## SUPPLIED TEXT:
##############################
Unfortunately, that’s where the polish and refinement ends. While the car is quiet, the ride, handling and steering all need another generation to be properly worked out. On smooth pavement the K900 does fine, but introduce rough asphalt or concrete and the steering wheel dances in your hands while chatter filters into the cabin through the suspension, sending up creaks and squeaks in the interior trim that are very un-Lexus-like.
I was able to compare the K900 back to back with an Audi A7, a comparably sized and priced luxury car, which reaffirmed my conclusion that the steering is the main culprit in the disappointing driving experience. Over the same pavement, the Audi experienced none of the unpleasant steering-wheel tremors that were so prevalent in the K900.
The K900 is available only with that 5.0-liter V-8 engine, although the EPA has certified a 3.8-liter V-6 that may be coming later. The V-6 has better fuel economy, rated 18/27/21 mpg city/highway/combined, while the V-8 checks in at 15/23/18 mpg. My testing netted about 20 mpg thanks to a few longer highway trips, which isn’t bad for such size, comfort and power.
Interior
The K900 is a mixed bag inside, which is where a luxury car is supposed to truly shine and coddle its occupants. The equipment is very good, especially the big, multi-adjustable seats. Covered in cream-colored leather with contrasting piping, the seats in my test car stood out as being extremely comfortable for all occupants, but especially for rear passengers, who have amazing amounts of legroom to explore.
That rear compartment is where the K900 is best enjoyed, especially in cars, like my tester, featuring a $6,000 VIP package that brings fully adjustable, power-reclining, heated and ventilated back seats that even have a power lumbar adjustment. The front seats don’t feel nearly as spacious, however, with headroom strangely compromised due to a steeply raked windshield.
Dash materials are also mixed, and some quality-control issues are evident, such as wood trim on the center console that looks and feels warped and wavy. Lots of shiny black plastic is meant to feel like rich piano-black lacquer, but instead just feels like fingerprint-magnet shiny black plastic. Outward visibility is good. The low belt line and light-colored leather made for an airy cabin, aided by the standard, massive panoramic moonroof overhead. It’s also very quiet in the K900, even at full throttle or highway speeds.
Ergonomics & Electronics
One area where the K900 doesn’t skimp on luxury goods is in the electronics department. The car features one of the most advanced head-up displays I’ve yet seen in an automobile as an option: a full-color display that has options for text color, size, position and graphics content. The multimedia equipment is Kia’s top-spec UVO system, which features all the connectivity options you can imagine, plus a full suite of apps to keep you entertained. The interface is a bit busy, but the clickwheel and button control layout is similar enough to other systems that using it doesn’t require a steep learning curve.
##############################
## STORED ROWS:
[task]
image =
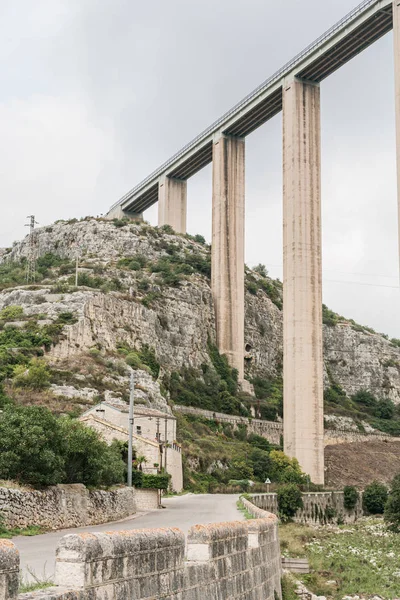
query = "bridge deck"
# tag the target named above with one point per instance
(359, 29)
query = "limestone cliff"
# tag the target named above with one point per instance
(126, 298)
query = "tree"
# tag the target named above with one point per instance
(261, 464)
(350, 497)
(285, 469)
(375, 497)
(88, 459)
(392, 508)
(36, 376)
(289, 500)
(31, 446)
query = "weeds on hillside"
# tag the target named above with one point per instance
(355, 559)
(38, 582)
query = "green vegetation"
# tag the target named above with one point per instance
(241, 508)
(375, 496)
(26, 531)
(392, 507)
(356, 559)
(210, 388)
(270, 392)
(40, 449)
(288, 588)
(271, 287)
(380, 413)
(351, 497)
(144, 359)
(216, 455)
(289, 500)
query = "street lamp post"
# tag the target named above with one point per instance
(131, 417)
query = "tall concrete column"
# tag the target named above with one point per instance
(396, 41)
(302, 278)
(227, 249)
(172, 198)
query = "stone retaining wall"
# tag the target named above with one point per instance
(318, 507)
(273, 430)
(65, 506)
(226, 561)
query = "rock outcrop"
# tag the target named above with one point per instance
(177, 320)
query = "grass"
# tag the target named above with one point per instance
(360, 559)
(38, 582)
(241, 508)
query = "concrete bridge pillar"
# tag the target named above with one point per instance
(227, 249)
(302, 278)
(396, 40)
(172, 198)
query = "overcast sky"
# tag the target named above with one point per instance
(96, 94)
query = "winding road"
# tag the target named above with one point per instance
(38, 552)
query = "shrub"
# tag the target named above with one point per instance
(350, 497)
(392, 508)
(252, 287)
(36, 376)
(285, 469)
(87, 458)
(261, 270)
(375, 497)
(289, 500)
(67, 318)
(31, 446)
(329, 317)
(199, 239)
(11, 313)
(159, 481)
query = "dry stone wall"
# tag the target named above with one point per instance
(226, 561)
(65, 506)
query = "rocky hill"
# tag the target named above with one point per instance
(144, 300)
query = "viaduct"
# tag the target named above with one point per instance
(294, 89)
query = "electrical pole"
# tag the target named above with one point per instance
(31, 259)
(131, 417)
(166, 442)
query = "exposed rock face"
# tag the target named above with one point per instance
(179, 321)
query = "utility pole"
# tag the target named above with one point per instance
(166, 442)
(131, 417)
(31, 259)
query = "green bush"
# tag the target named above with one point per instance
(289, 500)
(31, 446)
(392, 507)
(351, 496)
(159, 481)
(375, 497)
(36, 376)
(39, 449)
(11, 313)
(285, 469)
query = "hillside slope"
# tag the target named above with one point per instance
(144, 302)
(360, 463)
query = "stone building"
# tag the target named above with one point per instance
(154, 435)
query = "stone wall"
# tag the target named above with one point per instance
(318, 507)
(64, 506)
(226, 561)
(271, 430)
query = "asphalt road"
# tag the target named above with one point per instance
(38, 552)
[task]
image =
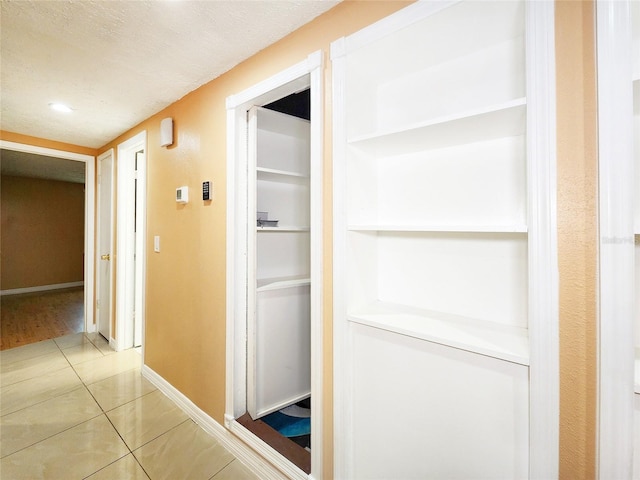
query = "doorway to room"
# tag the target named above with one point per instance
(47, 158)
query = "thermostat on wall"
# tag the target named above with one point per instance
(182, 195)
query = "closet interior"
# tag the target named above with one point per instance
(278, 317)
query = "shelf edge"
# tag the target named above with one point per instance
(441, 228)
(512, 357)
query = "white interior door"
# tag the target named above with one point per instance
(105, 219)
(279, 311)
(131, 226)
(138, 255)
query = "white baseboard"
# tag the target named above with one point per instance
(41, 288)
(256, 463)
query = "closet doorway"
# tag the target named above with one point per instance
(274, 315)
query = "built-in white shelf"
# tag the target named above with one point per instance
(485, 338)
(266, 284)
(282, 229)
(440, 228)
(496, 121)
(275, 174)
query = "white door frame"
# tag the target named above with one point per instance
(89, 216)
(130, 245)
(99, 247)
(616, 243)
(307, 73)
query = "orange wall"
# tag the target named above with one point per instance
(577, 236)
(185, 323)
(41, 142)
(42, 232)
(185, 305)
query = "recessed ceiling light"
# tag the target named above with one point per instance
(60, 107)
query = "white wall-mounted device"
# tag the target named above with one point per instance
(166, 132)
(182, 195)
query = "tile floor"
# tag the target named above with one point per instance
(72, 408)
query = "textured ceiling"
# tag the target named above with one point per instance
(116, 63)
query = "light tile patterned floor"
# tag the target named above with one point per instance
(72, 408)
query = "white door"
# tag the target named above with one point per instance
(279, 312)
(138, 296)
(130, 242)
(105, 218)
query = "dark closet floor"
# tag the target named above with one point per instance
(283, 445)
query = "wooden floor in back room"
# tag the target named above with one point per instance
(32, 317)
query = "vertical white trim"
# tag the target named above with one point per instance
(315, 66)
(616, 275)
(342, 359)
(544, 373)
(89, 216)
(141, 250)
(126, 277)
(301, 75)
(99, 247)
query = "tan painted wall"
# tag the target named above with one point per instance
(41, 142)
(42, 232)
(577, 236)
(185, 306)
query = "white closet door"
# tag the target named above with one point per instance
(279, 336)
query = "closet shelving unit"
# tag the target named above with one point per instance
(443, 242)
(436, 172)
(279, 258)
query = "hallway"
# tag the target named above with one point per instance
##############################
## PROBLEM STATEMENT:
Copy the part of the K900 review from "The K900 is available" to "legroom to explore." word for word.

## THE ANSWER:
The K900 is available only with that 5.0-liter V-8 engine, although the EPA has certified a 3.8-liter V-6 that may be coming later. The V-6 has better fuel economy, rated 18/27/21 mpg city/highway/combined, while the V-8 checks in at 15/23/18 mpg. My testing netted about 20 mpg thanks to a few longer highway trips, which isn’t bad for such size, comfort and power.
Interior
The K900 is a mixed bag inside, which is where a luxury car is supposed to truly shine and coddle its occupants. The equipment is very good, especially the big, multi-adjustable seats. Covered in cream-colored leather with contrasting piping, the seats in my test car stood out as being extremely comfortable for all occupants, but especially for rear passengers, who have amazing amounts of legroom to explore.